**課題 A**
日韓局長協議の記事について、次の問いに答えてください。
(i) 滝崎成樹局長が29日に協議した韓国側の相手は誰ですか?
(ii) 対面での日韓外務省局長級協議は、どれくらいぶりに開かれましたか?
(iii) 日本の外務省によると、滝崎氏は現金化について何と伝えましたか?
**課題 B**
日韓局長協議の記事を、本文の最後の文の後から書き継いでください。

**本文**
########
元徴用工で解決策要求 日韓局長が対面協議
30日に韓国判決から2年
【ソウル=恩地洋介】韓国を訪問中の外務省の滝崎成樹アジア大洋州局長は29日、韓国外務省の金丁漢(キム・ジョンハン)アジア太平洋局長と協議した。日本側は韓国最高裁の判決から30日に丸2年となる元徴用工訴訟に関し、日本が受け入れ可能な解決策を講じるよう求めた。
対面で開く日韓外務省局長級協議は2月以来、約8カ月ぶり。日韓は8日から新型コロナウイルスの陰性証明や行動計画を条件にビジネス目的の往来を再開した。滝崎氏はこの枠組みを使って訪韓した。
元徴用工訴訟を巡っては韓国の裁判所が原告側が差し押さえた企業資産の売却命令へ手続きを進めている。日本の外務省によると、滝崎氏は「現金化は極めて深刻な状況を招くので絶対に避けなければならない」と伝えた。
########
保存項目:
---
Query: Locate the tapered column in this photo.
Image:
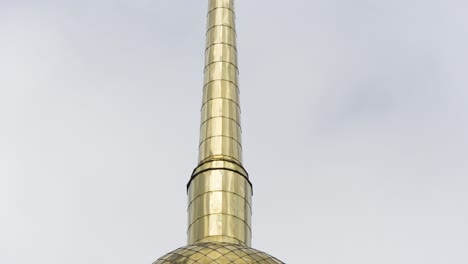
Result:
[188,0,252,246]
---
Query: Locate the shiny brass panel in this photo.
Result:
[206,26,236,48]
[187,0,252,248]
[208,0,234,12]
[153,242,286,264]
[205,62,238,84]
[201,98,240,120]
[192,159,249,179]
[198,136,242,163]
[207,8,235,30]
[188,169,252,209]
[205,44,237,70]
[200,117,241,142]
[203,80,239,105]
[188,214,252,245]
[188,191,252,225]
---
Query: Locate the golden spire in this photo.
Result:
[188,0,252,246]
[153,0,284,264]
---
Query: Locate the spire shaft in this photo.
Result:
[199,0,242,164]
[188,0,252,246]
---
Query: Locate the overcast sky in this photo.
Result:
[0,0,468,264]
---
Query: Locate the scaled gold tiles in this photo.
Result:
[153,0,283,264]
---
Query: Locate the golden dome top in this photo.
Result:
[153,242,284,264]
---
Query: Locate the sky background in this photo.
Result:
[0,0,468,264]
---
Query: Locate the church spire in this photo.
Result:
[188,0,252,246]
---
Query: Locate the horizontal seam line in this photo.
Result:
[198,135,242,150]
[200,116,242,128]
[206,6,236,17]
[201,97,241,109]
[203,79,239,91]
[192,234,247,246]
[203,61,239,74]
[206,24,237,37]
[187,191,252,211]
[188,214,252,233]
[203,79,240,94]
[205,42,237,53]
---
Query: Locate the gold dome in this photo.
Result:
[153,242,284,264]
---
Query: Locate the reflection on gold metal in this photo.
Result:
[153,0,283,264]
[188,0,252,246]
[154,242,283,264]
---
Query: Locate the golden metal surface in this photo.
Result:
[153,242,284,264]
[187,0,252,245]
[153,0,284,264]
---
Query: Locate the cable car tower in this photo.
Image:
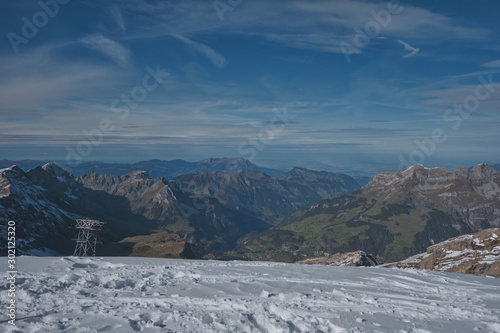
########
**解答 A**
(i) 韓国外務省の金丁漢(キム・ジョンハン)アジア太平洋局長です。
(ii) 2月以来、約8カ月ぶりです。
(iii) 「現金化は極めて深刻な状況を招くので絶対に避けなければならない」と伝えました。

**解答 B**
韓国側は年内にソウルで日中韓首脳会談を開きたいとの意向を示した。日本側は元徴用工問題で進展がない限り、菅義偉首相の訪韓は難しいという立場を示したとみられる。
日韓局長は外交当局間の意思疎通を続けていく方針も確かめた。韓国側は日本が強化した半導体材料の輸出管理措置を早急に撤回するよう求めた。
滝崎氏は李度勲(イ・ドフン)朝鮮半島平和交渉本部長とも協議し、北朝鮮情勢を巡り意見を交わした。
首相は26日の所信表明演説で「健全な日韓関係に戻すべく、わが国の一貫した立場に基づいて適切な対応を強く求めていく」と強調した。